Region pointing data:
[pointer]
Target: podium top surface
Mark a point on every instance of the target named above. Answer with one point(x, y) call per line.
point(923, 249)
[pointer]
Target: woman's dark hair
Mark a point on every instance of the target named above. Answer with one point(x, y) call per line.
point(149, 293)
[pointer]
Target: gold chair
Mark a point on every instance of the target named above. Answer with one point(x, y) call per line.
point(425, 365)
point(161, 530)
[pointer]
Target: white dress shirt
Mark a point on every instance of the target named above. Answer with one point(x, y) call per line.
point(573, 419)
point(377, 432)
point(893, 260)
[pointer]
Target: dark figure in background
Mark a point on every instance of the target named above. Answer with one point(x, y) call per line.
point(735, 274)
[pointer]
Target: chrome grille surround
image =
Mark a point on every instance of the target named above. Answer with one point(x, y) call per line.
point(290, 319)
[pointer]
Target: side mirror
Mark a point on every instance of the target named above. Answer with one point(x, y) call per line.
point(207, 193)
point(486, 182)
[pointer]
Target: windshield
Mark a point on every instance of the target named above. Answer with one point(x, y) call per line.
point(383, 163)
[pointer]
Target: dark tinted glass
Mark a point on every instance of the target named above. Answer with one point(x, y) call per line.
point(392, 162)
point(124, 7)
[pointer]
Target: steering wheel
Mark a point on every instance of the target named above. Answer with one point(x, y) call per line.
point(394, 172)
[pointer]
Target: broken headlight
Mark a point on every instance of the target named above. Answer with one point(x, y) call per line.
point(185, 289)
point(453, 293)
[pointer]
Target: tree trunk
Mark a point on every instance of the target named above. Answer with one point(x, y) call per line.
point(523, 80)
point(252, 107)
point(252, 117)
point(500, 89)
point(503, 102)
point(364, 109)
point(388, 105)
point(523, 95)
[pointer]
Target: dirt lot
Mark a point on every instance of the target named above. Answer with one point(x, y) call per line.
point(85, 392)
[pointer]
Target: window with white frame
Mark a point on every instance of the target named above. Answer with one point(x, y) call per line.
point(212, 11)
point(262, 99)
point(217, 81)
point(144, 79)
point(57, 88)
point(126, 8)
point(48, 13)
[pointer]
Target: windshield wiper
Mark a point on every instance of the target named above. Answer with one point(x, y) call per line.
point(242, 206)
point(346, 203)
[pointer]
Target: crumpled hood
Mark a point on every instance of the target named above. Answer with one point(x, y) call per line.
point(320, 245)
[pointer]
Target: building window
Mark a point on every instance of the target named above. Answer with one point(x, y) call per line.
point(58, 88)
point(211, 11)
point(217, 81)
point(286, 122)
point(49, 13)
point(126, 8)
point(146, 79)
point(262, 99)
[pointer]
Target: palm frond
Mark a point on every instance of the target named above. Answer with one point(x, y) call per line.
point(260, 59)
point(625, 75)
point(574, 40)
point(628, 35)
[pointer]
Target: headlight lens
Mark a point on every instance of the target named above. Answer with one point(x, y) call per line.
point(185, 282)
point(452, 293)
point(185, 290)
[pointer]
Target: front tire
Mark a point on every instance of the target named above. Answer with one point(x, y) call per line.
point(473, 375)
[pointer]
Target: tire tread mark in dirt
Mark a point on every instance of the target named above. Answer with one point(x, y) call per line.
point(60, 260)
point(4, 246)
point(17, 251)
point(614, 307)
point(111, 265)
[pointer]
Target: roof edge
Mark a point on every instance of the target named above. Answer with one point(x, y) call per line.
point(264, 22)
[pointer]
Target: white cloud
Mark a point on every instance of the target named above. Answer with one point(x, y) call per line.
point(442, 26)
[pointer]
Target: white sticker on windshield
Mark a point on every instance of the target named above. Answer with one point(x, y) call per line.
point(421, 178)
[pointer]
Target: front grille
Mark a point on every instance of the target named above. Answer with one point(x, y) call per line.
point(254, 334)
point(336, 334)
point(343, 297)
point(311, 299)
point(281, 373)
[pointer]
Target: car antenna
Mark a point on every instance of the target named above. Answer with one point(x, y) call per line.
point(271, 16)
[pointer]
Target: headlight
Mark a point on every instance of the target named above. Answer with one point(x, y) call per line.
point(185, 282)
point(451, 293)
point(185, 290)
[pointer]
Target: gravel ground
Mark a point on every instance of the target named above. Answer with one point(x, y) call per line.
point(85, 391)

Requirement: Every entry above should be returned exactly as written.

Task answer:
[pointer]
Target: podium top surface
Mark a point on every instance of the target named above. Answer with one point(x, y) call per line.
point(923, 249)
[pointer]
Target: woman's dark hair
Mark a point on every instance of the target named above. Answer with one point(x, y) call per line.
point(149, 293)
[pointer]
Target: gold chair
Mark a point on every instance of the target named above. Answer with one point(x, y) call per line.
point(425, 365)
point(161, 530)
[pointer]
Target: white dress shirt
Mark a point on every instance of the target named above. Answer with one point(x, y) call per line.
point(573, 419)
point(377, 432)
point(893, 260)
[pointer]
Target: dark figure in background
Mark a point on every instance of the target named above. Answer with one point(x, y) call per line.
point(735, 274)
[pointer]
Target: chrome grille surround
image =
Mark a point on every instance of the target named above. Answer with one point(x, y) call per line.
point(290, 319)
[pointer]
Target: side mirror
Mark a point on every instance of the target named above. Answer with one point(x, y) call per line.
point(207, 193)
point(486, 182)
[pointer]
Target: windshield
Mark a point on every instance of the target named above. Answer with one point(x, y) call per line.
point(383, 163)
[pointer]
Target: dark tinted glass
Mark a point on every instance of the target named above. Answer with one point(x, y) call per line.
point(392, 162)
point(124, 7)
[pointer]
Target: steering wheel
Mark a point on every instance of the target named above. Answer with one point(x, y) call per line.
point(394, 172)
[pointer]
Target: broken headlight
Mark a point on every instance of the target named above. Answer with one point(x, y) call per line.
point(185, 289)
point(453, 293)
[pointer]
Target: tree trunk
Mark a point on every instance of the target named above. Answer with one point(x, y) call per line.
point(523, 80)
point(252, 107)
point(252, 117)
point(500, 89)
point(503, 102)
point(364, 109)
point(388, 105)
point(523, 95)
[pointer]
Target: dirt lot
Mark a point on every instance of the target named above. Answer with one point(x, y) call per line.
point(85, 392)
[pointer]
Target: window with white frame
Mark a point on every instance of the target named above. Answer with one point(x, y) call per line.
point(212, 11)
point(262, 99)
point(217, 81)
point(144, 79)
point(57, 88)
point(126, 8)
point(48, 13)
[pointer]
Target: windshield wiper
Mark a point on every instance of the target named above. Answer with one point(x, y) call per line.
point(242, 206)
point(346, 203)
[pointer]
Target: crumpled hood
Mark a point on every instance of the target named above. Answer with one point(x, y) call per line.
point(320, 245)
[pointer]
Target: building window
Mark a point on every instance of the target named above. Answer with one point(x, y) call per line.
point(58, 88)
point(211, 11)
point(217, 81)
point(286, 122)
point(49, 13)
point(126, 8)
point(146, 79)
point(262, 99)
[pointer]
Target: palm frond
Mark a point on every instance of the target named above. Answer with one point(x, y) call per line.
point(260, 59)
point(625, 75)
point(574, 40)
point(628, 35)
[pointer]
Target: headlight lens
Mark a point on every instance of the target named above. Answer with one point(x, y) call per line.
point(185, 282)
point(452, 293)
point(185, 290)
[pointer]
Target: front tire
Mark a point on every instance of the target named above. Answer with one point(x, y) call per line.
point(473, 375)
[pointer]
Target: tire tread mark in dirt
Mark a point on every instance of the target named above. Answer with one point(x, y) call per line.
point(60, 260)
point(4, 246)
point(17, 251)
point(614, 307)
point(111, 265)
[pointer]
Target: roof edge
Mark a point on every instance of the target named above. Answer with one point(x, y) call per line.
point(264, 22)
[pointer]
Target: white cloud
Mark a point on every instance of the target named above. Answer with one point(x, y) call per line.
point(442, 26)
[pointer]
Target: white sticker on windshield
Mark a point on every instance of the target named above. Answer with one point(x, y) call per line.
point(421, 178)
[pointer]
Target: front grille
Mark a point on every instance of the target named above. Answer with one point(x, y) call per line.
point(254, 334)
point(336, 334)
point(343, 297)
point(311, 299)
point(281, 373)
[pointer]
Target: car antenna
Mark a point on every instance of the target named above. Answer with one point(x, y) call per line.
point(271, 16)
[pointer]
Target: headlight
Mark a point on every instance of the target named above. Answer with one point(x, y) call per line.
point(185, 282)
point(451, 293)
point(185, 290)
[pointer]
Target: gravel ground
Mark a point on every instance of the target named above. Answer with one point(x, y) call per line.
point(85, 391)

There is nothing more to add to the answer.